- **Extract to read**
***
[comp.protocols.tcp-ip] Broadcast Storms

cpw%sneezy@LANL.GOV (C. Philip Wood) (08/26/87)

This subject may have been discussed before.  But,
LANL was experiencing broadcast storms on an ethernet.
About 100 hosts on the ether would send a message back to
a lone Ultrix V2.0-1  (Microvax) system running the rwho daemon 
every few minutes.  It was broadcasting to 128.165.255.255 and all
these hosts were sending back some kind of arp to find out who the
guy was so they could probably send him some kind of response
(Connection refused?).

Anyhow, as in the problem with reverse arp responses of zero (a previous
missive) I spent some time tracking down the culprit.  Once I found
him, the fix was to terminate the rwho daemon (and remove entry from
the startup file).

Network management in a heterogeneous environment, anyone?

Phil Wood  (cpw@lanl.gov

sy.Ken@CU20B.COLUMBIA.EDU (Ken Rossman) (08/27/87)

Please forgive my ignorance in these matters (I'm still pretty new to a lot
of this), but shouldn't the decision as to whether to address broadcasts
using an IP address like X.Y.255.255, as opposed to X.Y.0.0 be done by the
kernal and not some daemon (rwho)?  Again, I'm not clear on this, as I only
got part of an explanation of this awhile back, but isn't the X.Y.255.255
format an old style (obsolete?) broadcast format, and X.Y.0.0 the current
way to broadcast?  Or are they both valid but used differently?  /Ken
-------

hedrick@TOPAZ.RUTGERS.EDU (Charles Hedrick) (08/27/87)

Maybe we need to keep a collection of known causes of broadcast
storms, and send them to the list once a month.  Almost certainly what
is going on is that most of your machines are configured to expect
128.165.0.0 as a broadcast address (this would be the default for
4.2), and they have ipforwarding turned on.  Thus the 128.165.255.255
looks to them like an attempt to send a message to a host with this
address.  Since ipforwarding is on, they try to be nice and forward
the message.  Thus they ARP 128.165.255.255.  The real fix is to make
sure that every one of your machines has the stormproofing code in it
that I have posted several times.  (In brief,
 1) in ipintr, make sure that all possible broadcast addresses
	are recognized.
 2) in udp_input, fix the code that sends unreachables so that its
	test for broadcast addresses includes all possible addresses
 3) in ip_forward, when ipforwarding is off, discard the packet
	in all cases with no error message.  [4.3 has fixed this
	already, but not 4.2.]  Leave ipforwarding off except on
	actual gateways, and if you use Unix hosts as gateways,
	make sure that proper Martian filtering, etc., is done.
***
Point placement entries:
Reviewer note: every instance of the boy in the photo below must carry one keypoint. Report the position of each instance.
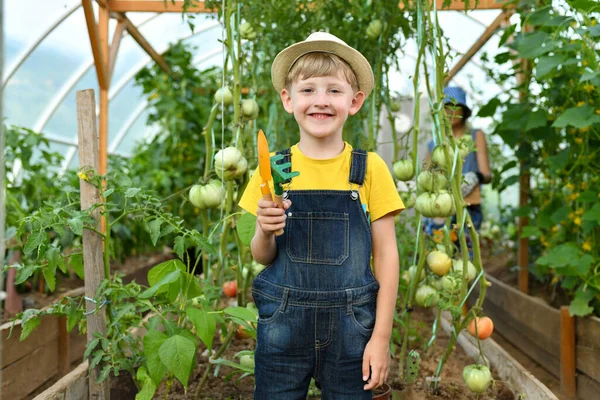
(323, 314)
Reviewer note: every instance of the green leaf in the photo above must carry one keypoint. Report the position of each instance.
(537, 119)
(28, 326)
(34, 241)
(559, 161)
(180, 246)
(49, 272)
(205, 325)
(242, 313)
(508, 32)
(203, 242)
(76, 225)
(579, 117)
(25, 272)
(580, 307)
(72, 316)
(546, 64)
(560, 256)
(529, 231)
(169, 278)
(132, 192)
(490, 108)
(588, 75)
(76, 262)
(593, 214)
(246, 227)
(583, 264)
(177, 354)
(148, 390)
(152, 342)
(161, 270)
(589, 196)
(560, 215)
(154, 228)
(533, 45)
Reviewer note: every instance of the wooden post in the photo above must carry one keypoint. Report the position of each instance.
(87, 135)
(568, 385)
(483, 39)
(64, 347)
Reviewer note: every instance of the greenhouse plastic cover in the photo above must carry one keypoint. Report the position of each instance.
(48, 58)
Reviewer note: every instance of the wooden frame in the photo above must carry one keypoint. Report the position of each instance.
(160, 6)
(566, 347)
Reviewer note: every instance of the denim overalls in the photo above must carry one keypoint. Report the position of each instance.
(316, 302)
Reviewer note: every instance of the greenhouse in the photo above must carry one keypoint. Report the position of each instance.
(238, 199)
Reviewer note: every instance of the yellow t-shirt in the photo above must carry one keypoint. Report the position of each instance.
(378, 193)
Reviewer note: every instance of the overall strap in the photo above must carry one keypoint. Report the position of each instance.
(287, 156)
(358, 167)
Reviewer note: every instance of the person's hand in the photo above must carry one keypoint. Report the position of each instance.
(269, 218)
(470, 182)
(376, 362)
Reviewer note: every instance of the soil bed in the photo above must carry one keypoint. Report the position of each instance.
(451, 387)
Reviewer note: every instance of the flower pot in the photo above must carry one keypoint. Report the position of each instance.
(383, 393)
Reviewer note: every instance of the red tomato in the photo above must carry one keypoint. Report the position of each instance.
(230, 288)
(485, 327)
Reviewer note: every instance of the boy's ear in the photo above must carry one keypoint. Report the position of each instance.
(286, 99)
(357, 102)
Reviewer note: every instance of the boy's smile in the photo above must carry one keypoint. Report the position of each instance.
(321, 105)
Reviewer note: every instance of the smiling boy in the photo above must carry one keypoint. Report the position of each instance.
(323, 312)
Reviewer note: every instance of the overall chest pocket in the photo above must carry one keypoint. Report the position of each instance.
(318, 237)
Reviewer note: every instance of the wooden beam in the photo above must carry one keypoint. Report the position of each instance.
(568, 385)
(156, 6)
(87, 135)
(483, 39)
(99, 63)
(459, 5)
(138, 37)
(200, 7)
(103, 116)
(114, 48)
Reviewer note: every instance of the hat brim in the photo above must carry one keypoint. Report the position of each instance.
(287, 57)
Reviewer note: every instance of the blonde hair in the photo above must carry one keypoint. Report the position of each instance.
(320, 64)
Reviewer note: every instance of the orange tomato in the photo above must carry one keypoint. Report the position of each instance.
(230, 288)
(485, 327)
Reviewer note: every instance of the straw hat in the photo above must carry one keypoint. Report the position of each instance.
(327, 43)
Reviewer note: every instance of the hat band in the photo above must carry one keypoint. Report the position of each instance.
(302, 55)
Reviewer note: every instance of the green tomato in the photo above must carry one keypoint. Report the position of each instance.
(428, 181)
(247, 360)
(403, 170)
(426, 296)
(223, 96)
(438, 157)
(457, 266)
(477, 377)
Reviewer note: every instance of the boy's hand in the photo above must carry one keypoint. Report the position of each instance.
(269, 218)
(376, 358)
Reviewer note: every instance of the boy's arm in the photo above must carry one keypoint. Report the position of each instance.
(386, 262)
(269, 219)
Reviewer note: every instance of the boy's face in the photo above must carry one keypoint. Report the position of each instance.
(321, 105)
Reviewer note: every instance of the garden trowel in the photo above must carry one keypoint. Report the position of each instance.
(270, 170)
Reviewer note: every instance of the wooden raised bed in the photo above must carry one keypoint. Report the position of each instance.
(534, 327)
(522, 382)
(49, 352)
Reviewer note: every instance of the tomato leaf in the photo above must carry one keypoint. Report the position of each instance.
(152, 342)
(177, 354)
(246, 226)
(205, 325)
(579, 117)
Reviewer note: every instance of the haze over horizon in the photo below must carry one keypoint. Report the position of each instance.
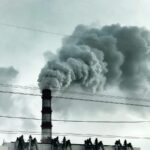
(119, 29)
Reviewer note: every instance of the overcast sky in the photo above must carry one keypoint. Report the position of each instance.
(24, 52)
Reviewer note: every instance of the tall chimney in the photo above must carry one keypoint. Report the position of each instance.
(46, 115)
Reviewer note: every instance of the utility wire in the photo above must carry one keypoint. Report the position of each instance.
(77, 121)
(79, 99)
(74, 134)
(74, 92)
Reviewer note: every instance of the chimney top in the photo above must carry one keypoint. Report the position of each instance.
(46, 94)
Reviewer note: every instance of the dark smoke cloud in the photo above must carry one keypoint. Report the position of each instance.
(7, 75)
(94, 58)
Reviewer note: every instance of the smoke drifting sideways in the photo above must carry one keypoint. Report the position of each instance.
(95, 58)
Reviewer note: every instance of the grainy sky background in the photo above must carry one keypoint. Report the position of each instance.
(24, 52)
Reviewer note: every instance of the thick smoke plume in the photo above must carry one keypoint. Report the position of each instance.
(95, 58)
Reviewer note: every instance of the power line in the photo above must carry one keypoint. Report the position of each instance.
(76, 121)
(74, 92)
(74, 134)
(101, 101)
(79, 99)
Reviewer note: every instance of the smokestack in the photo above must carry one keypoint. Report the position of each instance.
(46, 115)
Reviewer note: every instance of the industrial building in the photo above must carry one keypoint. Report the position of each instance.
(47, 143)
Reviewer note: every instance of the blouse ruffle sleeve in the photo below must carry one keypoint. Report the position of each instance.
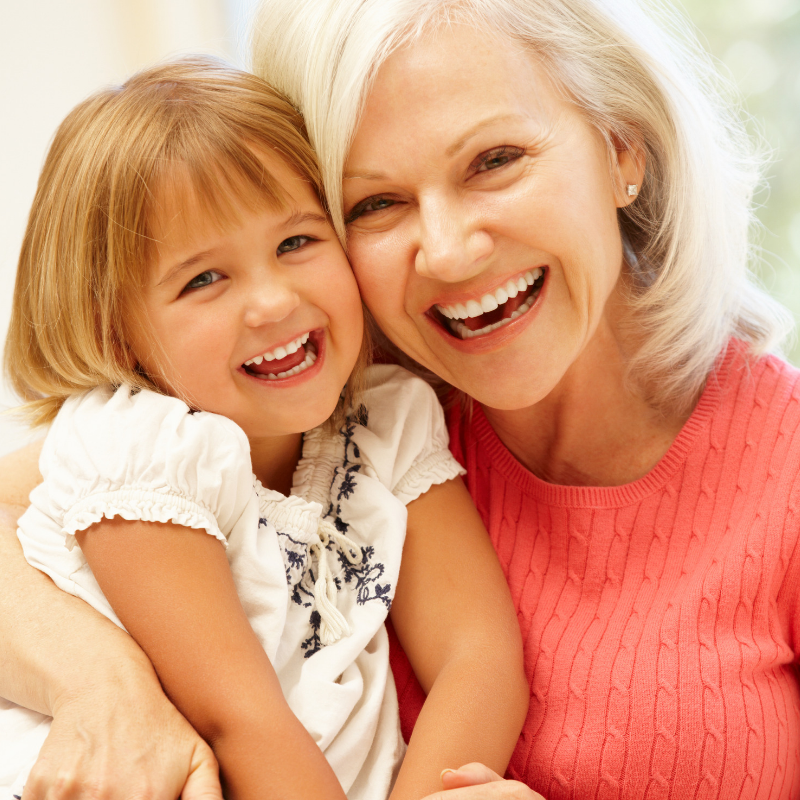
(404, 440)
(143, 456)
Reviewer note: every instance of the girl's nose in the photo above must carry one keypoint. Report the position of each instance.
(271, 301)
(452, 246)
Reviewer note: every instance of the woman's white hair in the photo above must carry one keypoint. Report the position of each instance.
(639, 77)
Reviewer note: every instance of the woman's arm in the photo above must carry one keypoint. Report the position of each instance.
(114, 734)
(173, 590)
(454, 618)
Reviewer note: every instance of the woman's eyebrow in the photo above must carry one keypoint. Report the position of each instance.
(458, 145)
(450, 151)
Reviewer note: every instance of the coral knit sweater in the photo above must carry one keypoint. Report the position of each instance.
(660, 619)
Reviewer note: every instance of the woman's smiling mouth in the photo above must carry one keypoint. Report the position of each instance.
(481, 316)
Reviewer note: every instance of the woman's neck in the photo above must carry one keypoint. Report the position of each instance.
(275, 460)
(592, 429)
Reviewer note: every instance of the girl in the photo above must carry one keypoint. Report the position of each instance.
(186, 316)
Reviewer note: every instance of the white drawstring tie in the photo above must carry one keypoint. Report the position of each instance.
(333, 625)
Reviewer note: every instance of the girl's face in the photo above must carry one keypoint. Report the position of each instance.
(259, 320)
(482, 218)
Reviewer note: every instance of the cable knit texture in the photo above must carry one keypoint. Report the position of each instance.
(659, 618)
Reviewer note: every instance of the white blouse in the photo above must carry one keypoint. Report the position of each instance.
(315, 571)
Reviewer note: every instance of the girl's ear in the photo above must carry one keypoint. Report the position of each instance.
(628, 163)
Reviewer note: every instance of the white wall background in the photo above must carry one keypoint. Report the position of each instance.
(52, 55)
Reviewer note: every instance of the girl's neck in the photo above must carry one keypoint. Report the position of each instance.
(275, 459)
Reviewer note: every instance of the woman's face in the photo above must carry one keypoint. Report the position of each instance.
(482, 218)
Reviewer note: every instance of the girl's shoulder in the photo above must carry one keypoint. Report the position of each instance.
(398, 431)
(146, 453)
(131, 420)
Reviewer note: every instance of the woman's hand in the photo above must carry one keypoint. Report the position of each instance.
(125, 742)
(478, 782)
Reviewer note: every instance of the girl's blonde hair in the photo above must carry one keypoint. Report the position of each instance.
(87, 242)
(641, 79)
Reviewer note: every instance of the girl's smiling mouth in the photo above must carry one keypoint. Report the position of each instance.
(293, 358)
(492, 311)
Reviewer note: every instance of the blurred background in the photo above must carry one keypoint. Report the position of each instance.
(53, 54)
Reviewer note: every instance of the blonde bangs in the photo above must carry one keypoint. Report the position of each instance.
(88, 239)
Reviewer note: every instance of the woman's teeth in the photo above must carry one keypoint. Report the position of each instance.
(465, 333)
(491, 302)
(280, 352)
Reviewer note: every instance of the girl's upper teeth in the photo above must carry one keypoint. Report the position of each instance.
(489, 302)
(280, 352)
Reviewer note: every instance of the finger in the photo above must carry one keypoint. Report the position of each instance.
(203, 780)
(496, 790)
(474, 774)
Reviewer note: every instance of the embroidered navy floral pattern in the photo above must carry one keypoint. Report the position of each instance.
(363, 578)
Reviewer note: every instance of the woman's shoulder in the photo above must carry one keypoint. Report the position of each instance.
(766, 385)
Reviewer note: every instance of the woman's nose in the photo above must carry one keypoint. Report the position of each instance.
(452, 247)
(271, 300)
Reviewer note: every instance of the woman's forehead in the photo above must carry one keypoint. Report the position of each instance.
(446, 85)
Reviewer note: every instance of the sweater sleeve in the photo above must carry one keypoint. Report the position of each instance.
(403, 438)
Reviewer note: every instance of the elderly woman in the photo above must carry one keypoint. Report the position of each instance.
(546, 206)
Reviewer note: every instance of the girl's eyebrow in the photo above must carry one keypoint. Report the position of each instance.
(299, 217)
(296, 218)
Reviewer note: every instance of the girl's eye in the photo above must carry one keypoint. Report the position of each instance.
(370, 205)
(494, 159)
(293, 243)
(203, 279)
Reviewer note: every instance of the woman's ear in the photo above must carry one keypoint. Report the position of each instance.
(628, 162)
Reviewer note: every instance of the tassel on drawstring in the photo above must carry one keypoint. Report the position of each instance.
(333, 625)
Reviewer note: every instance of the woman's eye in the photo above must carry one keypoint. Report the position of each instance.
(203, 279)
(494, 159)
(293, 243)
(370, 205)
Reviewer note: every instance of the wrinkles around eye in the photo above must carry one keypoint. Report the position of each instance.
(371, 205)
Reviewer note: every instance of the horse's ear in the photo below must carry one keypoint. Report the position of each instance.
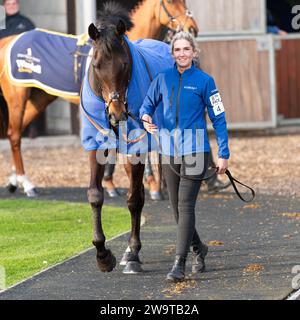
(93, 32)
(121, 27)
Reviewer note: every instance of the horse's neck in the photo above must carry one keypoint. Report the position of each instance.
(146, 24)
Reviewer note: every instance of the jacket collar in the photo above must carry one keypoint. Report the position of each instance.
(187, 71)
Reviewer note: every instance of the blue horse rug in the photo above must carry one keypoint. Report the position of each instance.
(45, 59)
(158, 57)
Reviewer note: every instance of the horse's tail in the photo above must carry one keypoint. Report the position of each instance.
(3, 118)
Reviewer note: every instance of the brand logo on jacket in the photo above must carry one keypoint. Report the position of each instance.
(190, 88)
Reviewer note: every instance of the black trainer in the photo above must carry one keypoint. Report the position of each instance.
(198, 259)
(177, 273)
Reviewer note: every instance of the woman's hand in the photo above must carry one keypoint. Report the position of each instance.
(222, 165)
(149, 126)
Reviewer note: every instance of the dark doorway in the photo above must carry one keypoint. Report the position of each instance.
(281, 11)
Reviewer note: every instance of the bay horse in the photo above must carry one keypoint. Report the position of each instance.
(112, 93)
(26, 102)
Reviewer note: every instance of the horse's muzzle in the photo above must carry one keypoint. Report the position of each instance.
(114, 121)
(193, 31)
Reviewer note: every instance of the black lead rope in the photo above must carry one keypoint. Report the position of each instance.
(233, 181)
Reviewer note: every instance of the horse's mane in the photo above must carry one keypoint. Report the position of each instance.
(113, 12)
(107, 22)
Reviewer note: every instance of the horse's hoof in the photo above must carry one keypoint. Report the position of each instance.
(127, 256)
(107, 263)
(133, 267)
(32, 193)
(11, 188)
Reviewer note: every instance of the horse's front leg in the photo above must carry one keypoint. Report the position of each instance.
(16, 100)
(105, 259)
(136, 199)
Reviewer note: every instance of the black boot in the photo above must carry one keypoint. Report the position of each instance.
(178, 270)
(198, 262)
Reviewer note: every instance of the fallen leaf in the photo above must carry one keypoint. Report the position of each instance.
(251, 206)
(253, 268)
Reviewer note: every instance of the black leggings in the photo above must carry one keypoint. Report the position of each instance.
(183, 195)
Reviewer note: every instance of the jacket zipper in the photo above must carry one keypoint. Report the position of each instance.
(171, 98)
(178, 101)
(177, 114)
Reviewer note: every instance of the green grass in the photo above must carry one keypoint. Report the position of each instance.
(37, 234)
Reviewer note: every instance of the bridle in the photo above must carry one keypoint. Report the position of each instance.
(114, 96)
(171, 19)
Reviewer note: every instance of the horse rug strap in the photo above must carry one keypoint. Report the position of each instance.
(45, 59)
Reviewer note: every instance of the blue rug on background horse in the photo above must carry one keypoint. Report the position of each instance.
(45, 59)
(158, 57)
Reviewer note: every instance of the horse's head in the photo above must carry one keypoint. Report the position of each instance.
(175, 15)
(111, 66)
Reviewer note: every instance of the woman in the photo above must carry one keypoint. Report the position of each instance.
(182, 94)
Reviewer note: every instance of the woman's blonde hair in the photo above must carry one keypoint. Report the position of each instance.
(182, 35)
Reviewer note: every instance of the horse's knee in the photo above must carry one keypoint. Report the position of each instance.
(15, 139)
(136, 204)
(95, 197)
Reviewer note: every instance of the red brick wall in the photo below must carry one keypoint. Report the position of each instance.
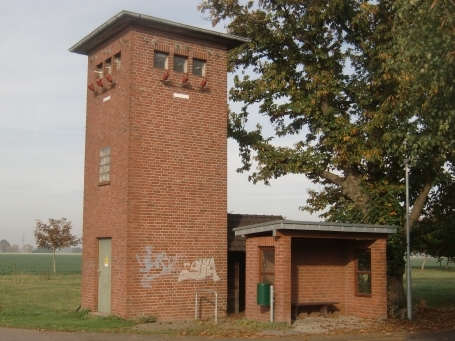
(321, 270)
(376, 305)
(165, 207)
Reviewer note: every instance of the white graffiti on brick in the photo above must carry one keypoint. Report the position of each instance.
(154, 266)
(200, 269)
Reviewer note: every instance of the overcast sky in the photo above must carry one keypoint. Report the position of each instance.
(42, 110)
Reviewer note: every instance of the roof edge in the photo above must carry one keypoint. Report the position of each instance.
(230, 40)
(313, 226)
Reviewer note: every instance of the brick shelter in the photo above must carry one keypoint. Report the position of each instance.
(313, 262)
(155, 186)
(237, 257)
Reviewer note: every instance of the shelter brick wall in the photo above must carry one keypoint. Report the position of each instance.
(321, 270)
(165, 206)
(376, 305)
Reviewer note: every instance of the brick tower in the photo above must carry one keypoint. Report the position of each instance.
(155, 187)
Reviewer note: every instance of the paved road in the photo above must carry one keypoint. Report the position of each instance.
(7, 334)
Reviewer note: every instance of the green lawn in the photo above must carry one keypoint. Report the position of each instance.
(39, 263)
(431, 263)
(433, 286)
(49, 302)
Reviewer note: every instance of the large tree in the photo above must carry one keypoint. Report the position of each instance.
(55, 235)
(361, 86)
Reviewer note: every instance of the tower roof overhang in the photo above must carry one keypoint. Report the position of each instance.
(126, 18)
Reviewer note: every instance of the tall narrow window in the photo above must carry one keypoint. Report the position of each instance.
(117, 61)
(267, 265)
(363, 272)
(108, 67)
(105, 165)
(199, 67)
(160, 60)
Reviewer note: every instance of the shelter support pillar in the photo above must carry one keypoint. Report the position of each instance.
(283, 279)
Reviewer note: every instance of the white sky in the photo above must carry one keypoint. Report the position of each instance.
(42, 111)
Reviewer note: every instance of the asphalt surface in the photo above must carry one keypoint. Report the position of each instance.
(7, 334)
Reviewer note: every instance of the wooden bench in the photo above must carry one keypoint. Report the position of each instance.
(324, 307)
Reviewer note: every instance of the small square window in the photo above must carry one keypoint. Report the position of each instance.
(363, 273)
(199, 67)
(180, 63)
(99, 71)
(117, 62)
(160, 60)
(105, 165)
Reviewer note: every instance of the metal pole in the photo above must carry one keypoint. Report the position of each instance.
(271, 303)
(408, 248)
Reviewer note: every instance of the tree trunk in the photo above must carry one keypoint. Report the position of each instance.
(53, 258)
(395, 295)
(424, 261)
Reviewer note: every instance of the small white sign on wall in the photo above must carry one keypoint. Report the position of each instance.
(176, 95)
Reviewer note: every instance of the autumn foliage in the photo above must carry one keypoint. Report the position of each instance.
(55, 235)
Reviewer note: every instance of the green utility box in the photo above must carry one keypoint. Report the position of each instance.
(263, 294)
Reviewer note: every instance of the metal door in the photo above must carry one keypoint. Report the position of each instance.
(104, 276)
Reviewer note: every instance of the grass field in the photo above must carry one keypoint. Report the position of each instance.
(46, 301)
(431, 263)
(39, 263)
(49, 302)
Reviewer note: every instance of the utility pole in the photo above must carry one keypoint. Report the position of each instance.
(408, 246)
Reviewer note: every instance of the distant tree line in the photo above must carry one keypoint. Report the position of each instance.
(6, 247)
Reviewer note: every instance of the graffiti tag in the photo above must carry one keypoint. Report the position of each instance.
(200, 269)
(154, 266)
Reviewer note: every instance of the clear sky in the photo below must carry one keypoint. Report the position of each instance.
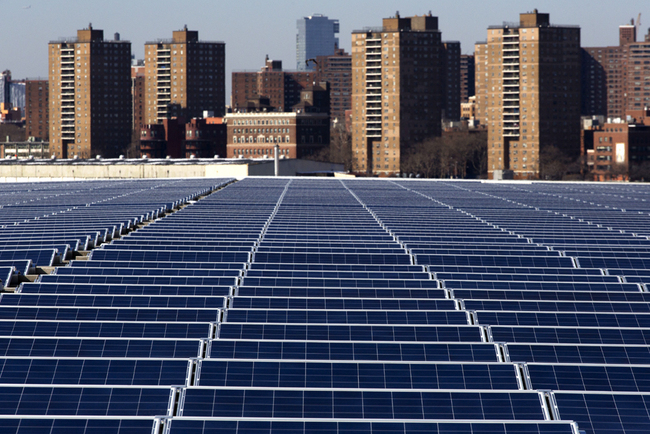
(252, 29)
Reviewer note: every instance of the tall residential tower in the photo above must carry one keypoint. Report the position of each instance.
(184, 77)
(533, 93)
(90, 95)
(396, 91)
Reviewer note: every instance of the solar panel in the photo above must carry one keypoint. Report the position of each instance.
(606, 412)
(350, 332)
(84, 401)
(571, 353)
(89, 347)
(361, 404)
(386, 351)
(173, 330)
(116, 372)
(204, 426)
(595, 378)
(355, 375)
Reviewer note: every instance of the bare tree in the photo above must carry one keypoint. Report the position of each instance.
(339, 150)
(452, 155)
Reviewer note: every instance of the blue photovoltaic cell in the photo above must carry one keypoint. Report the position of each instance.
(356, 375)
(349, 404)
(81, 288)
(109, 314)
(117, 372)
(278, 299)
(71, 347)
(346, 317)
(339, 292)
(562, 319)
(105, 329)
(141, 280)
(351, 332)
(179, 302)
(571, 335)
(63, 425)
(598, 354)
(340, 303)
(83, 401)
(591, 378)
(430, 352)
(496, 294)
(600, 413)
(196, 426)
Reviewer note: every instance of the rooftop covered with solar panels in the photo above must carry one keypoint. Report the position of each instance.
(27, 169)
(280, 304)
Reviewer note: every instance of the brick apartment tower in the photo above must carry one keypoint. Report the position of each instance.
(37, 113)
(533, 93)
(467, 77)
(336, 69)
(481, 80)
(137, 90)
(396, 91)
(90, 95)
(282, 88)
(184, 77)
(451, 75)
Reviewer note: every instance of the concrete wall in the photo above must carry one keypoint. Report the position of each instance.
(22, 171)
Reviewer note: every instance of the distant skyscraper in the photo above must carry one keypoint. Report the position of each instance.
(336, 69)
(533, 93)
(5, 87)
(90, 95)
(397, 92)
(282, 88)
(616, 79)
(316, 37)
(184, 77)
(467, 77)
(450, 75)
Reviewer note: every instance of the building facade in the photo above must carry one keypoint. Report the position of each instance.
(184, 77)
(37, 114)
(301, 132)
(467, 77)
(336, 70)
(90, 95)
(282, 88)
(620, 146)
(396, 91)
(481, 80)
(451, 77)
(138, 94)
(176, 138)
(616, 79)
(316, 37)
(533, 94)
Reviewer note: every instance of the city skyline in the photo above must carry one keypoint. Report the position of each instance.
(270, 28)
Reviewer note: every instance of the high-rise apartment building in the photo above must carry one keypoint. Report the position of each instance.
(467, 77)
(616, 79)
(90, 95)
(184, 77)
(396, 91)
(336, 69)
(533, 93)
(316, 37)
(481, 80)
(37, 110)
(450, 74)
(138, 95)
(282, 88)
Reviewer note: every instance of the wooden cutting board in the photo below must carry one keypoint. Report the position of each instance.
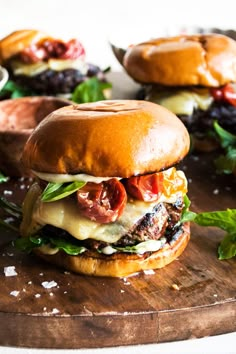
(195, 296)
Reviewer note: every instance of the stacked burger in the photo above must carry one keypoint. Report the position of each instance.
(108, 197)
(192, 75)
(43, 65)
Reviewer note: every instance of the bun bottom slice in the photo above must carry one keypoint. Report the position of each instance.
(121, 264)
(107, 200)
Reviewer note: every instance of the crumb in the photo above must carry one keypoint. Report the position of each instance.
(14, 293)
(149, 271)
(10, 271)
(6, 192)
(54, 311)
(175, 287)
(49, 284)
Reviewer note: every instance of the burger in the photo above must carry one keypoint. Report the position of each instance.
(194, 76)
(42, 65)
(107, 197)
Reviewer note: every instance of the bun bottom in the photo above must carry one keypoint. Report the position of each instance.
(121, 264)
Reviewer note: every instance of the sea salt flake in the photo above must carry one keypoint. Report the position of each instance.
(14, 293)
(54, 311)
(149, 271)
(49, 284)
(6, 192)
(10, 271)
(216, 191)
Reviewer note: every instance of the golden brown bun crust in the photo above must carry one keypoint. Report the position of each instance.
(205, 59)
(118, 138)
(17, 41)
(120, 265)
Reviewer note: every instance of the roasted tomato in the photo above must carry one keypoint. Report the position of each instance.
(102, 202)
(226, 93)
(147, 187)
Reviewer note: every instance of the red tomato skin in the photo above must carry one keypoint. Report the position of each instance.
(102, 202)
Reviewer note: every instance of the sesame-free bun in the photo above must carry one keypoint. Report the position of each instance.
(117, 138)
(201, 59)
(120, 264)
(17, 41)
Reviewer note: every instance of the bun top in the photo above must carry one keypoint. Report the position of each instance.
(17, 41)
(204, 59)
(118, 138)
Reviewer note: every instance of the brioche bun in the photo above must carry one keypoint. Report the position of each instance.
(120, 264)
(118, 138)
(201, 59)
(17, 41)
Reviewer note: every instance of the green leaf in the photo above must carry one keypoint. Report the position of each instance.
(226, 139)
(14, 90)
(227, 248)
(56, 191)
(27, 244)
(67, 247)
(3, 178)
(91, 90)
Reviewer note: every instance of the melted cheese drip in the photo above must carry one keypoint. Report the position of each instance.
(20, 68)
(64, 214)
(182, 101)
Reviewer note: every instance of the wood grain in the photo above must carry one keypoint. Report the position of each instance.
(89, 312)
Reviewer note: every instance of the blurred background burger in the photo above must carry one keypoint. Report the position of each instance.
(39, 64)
***
- **Challenges**
- a) In the broadcast storms thread, to what address was the Microvax system running the rwho daemon broadcasting?
- b) List every kernel routine named in the stormproofing steps of the broadcast storms thread.
These entries are separate material, apart from the broadcast storms thread.

- **Outputs by task**
- a) 128.165.255.255

- b) ipintr, udp_input, ip_forward